(Beginning of Input records)

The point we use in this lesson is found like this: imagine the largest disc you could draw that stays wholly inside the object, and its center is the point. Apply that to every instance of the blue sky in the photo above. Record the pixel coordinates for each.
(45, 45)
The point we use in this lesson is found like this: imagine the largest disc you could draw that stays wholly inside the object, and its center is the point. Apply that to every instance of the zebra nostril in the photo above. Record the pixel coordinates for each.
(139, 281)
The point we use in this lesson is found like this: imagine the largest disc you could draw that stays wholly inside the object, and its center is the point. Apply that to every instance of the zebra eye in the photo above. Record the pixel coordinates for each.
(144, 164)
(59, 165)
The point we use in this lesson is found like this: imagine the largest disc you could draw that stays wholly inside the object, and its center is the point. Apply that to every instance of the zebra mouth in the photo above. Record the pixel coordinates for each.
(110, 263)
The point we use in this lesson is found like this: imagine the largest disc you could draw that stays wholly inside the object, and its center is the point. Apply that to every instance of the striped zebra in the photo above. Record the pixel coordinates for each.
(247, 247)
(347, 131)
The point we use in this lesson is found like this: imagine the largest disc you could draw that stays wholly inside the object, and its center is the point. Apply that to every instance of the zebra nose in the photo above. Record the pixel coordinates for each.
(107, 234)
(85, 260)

(End of Input records)

- _How to complete this task_:
Repeat the entries above exactly, leaving nothing out.

- _Task response_:
The point we use in this lesson is found like this: imagine the largest disc you could draw that stays wholly inside the object, and its center is the point. Apply that to every instance of the blue sky in the photo above. Record the pixel coordinates for each.
(45, 45)
The point we use in this lesson is found like this: imagine the largest disc you could draw that stays wholly inside the object, and its center is the point. Apply that to every instance of the zebra nostril in the photo above. Record the pixel coordinates for each.
(139, 281)
The point we use in this lesson is found like this: imagine the largest disc you could draw that stays wholly inside the object, and its center is the point. Apply that to every instance of the zebra eye in the photo above. Record the pixel coordinates for each.
(144, 164)
(59, 165)
The point we use in this lesson is found like this: imagine the largest disc you could draw that stays wholly inside the object, and its center is the point. Apply that to every instance of the zebra mouth in the photo above. Record the pixel coordinates for each.
(110, 263)
The point we use in this lesson is found like this: imagine the largest disc you could draw that stays wholly inside the object, and its center is the point. Apply that to every instance of the striped zebra in the photo above. Record the pixel coordinates for each.
(247, 247)
(347, 131)
The point we use in this lesson is found like this: imagine the largest disc you could draw that stays wholly inside the object, and its center is the point. Apply that to every instance of the zebra nose in the photo above. Record the pixel coordinates for each.
(107, 234)
(85, 260)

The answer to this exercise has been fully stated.